Extracted material —
▬▬▬▬▬▬▬▬▬▬

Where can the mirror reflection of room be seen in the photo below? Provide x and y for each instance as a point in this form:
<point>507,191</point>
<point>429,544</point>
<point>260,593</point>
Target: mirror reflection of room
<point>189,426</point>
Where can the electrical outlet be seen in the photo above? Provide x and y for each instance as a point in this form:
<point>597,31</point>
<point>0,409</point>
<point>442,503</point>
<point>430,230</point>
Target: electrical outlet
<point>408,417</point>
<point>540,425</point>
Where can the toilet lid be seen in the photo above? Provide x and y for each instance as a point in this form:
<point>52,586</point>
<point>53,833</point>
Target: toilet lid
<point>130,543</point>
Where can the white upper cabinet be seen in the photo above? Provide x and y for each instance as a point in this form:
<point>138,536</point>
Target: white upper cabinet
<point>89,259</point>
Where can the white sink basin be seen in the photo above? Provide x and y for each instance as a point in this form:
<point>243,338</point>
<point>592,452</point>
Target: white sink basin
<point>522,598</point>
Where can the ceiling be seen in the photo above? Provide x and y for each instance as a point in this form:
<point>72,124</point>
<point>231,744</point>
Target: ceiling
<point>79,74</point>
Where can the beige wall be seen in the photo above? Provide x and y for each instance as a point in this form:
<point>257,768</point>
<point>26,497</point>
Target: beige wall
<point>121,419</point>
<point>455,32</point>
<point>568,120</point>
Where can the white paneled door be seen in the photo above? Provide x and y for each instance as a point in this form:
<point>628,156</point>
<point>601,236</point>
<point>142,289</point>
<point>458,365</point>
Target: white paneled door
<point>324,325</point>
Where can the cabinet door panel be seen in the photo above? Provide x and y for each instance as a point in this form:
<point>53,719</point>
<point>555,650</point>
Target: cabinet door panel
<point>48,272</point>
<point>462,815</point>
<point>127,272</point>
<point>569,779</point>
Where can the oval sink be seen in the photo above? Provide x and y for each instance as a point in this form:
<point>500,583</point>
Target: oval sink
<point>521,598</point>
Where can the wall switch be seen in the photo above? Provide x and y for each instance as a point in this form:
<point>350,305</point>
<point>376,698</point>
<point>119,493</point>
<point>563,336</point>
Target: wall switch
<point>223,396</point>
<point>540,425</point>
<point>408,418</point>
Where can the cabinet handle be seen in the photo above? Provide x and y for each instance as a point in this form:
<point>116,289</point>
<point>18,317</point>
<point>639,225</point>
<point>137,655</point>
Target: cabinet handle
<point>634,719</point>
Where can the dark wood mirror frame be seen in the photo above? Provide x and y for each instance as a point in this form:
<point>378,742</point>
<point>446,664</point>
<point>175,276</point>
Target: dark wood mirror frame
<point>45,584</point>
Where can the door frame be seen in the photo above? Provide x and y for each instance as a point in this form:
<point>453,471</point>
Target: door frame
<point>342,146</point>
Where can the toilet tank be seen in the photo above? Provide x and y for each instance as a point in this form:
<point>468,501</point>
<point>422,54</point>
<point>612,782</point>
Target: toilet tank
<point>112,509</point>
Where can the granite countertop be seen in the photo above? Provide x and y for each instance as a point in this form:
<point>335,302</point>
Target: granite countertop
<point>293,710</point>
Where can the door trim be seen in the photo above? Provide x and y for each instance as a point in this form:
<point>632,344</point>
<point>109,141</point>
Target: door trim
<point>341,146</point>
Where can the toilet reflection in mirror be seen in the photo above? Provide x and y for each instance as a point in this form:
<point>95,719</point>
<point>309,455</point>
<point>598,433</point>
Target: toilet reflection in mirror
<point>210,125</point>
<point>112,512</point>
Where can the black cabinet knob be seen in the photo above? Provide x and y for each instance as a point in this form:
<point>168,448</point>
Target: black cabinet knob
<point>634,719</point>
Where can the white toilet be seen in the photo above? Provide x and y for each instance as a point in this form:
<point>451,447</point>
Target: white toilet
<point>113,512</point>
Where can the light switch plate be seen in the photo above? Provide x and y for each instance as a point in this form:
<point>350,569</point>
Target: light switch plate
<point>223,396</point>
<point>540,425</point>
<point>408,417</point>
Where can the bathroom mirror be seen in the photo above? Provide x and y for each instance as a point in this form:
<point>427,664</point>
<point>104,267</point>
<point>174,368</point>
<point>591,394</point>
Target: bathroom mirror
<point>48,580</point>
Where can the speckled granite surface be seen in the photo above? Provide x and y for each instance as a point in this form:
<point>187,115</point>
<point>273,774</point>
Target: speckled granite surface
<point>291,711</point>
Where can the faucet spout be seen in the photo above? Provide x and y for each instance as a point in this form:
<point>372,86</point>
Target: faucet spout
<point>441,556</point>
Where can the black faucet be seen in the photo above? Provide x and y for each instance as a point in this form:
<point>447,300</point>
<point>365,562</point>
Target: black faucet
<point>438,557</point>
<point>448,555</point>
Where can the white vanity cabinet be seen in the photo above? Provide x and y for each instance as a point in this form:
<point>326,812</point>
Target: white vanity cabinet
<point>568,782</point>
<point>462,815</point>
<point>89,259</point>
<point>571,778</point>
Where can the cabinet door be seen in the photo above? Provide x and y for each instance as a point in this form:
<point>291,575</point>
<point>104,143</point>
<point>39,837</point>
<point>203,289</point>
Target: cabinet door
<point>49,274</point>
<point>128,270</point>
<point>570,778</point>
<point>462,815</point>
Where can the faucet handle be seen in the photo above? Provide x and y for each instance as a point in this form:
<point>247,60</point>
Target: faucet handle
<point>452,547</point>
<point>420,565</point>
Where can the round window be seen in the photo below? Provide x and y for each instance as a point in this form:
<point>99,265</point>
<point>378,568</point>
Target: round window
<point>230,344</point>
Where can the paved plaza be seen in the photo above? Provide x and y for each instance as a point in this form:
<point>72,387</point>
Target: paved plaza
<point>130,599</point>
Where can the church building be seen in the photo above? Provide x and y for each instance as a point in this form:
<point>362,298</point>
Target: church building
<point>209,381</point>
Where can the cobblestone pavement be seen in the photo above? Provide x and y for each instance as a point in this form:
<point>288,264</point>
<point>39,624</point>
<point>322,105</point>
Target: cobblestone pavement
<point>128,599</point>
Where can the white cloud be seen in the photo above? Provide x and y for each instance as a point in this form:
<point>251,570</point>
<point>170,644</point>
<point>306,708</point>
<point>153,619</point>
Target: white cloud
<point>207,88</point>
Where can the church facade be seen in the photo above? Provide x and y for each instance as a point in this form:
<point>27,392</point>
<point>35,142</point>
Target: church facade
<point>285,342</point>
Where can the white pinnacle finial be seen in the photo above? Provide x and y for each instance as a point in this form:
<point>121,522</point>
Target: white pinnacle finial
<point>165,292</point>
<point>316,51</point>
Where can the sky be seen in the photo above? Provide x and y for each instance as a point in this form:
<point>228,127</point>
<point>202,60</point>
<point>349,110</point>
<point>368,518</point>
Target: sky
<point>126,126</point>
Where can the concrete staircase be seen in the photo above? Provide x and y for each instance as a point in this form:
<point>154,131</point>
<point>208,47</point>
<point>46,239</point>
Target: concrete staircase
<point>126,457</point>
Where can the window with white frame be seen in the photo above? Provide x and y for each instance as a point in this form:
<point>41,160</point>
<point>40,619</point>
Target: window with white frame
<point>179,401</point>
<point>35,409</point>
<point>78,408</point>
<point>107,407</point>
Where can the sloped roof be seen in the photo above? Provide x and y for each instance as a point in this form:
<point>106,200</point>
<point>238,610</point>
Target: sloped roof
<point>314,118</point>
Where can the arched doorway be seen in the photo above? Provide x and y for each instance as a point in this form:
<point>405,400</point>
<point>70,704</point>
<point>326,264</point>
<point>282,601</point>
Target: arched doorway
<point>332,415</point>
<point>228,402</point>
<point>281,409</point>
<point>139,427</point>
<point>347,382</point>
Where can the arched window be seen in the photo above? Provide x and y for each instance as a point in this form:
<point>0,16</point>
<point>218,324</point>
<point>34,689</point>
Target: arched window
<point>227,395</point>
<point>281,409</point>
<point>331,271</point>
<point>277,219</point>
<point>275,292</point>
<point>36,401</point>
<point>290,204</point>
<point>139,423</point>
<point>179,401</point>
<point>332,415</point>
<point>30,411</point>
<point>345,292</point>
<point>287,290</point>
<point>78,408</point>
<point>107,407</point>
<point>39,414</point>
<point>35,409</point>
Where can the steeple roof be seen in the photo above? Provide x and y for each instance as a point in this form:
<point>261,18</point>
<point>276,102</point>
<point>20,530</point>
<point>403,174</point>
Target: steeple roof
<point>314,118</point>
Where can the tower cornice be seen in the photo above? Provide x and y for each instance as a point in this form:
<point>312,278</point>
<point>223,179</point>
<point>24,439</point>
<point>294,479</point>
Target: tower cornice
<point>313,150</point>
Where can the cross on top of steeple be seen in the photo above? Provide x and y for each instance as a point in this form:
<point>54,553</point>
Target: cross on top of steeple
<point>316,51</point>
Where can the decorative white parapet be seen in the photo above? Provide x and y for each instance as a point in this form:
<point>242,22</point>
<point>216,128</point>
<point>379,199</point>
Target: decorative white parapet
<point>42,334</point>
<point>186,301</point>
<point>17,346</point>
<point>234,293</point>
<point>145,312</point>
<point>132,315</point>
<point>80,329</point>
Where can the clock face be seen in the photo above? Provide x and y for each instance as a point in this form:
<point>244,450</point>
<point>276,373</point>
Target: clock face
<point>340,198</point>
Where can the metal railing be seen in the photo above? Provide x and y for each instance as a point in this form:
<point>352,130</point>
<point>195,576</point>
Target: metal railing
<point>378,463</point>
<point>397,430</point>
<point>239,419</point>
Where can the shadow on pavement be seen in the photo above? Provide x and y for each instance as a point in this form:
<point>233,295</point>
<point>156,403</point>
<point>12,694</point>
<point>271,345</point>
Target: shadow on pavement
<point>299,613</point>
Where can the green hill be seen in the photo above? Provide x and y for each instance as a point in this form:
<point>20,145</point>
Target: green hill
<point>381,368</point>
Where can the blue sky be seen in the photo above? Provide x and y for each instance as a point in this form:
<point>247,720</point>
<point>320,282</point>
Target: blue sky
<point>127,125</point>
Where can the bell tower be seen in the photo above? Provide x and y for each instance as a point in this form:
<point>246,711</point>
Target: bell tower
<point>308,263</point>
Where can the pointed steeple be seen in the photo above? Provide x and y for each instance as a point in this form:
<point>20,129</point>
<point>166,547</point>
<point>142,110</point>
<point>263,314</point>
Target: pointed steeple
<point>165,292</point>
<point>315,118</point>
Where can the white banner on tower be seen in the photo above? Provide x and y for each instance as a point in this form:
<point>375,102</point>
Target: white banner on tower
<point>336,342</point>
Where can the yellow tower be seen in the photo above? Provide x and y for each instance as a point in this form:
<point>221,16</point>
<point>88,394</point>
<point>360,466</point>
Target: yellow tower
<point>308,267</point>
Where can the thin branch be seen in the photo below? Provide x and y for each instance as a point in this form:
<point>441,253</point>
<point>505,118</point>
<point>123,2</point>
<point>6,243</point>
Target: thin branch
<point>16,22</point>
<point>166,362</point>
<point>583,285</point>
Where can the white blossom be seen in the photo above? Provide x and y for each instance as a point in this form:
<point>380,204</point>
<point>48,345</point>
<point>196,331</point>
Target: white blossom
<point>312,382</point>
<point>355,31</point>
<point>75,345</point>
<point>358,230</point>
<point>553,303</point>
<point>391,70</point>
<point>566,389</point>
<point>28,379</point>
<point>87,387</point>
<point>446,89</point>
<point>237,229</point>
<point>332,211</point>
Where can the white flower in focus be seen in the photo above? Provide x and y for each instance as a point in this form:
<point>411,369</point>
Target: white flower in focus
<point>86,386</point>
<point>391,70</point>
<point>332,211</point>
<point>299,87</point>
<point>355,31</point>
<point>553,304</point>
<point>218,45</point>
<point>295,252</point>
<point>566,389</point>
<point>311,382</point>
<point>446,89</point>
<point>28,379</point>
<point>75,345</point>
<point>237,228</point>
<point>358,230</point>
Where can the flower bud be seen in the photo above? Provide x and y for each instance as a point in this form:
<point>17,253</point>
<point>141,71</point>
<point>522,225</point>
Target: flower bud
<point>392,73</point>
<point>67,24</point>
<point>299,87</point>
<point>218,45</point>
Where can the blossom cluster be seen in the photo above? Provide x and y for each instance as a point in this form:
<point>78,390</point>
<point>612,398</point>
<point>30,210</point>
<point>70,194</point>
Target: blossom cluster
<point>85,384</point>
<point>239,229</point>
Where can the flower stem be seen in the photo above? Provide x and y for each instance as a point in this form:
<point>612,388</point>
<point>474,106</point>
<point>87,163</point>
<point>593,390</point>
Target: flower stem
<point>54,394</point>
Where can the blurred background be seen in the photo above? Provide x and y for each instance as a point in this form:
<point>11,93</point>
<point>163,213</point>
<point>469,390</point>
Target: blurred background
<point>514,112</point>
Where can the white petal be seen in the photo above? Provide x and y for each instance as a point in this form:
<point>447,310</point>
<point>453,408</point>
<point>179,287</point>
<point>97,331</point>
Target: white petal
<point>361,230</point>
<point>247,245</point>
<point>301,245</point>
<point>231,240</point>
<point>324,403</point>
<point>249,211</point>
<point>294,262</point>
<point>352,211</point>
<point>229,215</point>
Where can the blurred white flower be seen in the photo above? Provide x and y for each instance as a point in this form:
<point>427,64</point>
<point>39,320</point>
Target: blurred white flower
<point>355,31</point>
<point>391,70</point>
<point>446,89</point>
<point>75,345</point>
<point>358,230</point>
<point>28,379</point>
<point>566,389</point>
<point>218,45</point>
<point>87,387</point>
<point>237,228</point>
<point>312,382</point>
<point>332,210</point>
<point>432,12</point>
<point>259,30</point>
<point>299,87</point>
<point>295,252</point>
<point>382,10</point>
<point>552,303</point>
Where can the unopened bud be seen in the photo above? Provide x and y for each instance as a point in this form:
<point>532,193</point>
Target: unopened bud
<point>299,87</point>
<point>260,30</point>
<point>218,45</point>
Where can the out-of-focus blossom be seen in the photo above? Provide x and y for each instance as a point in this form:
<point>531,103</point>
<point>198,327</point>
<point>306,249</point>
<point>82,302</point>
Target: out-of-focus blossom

▬▬▬▬▬▬▬▬▬▬

What to do — Your task for the entries above: copy exactly the span starting with the line with "<point>375,102</point>" and going on through the line with "<point>6,243</point>", both lines included, and nothing else.

The completed task —
<point>375,102</point>
Target: white banner on tower
<point>336,342</point>
Where can the yellow tower be seen in the photo above? Provide x and y for each instance as a point in this form:
<point>221,16</point>
<point>88,394</point>
<point>360,466</point>
Target: yellow tower
<point>308,267</point>
Where can the thin branch be seen in the photo below? Provide x and y for each instance as a point in this form:
<point>441,253</point>
<point>505,118</point>
<point>123,2</point>
<point>6,243</point>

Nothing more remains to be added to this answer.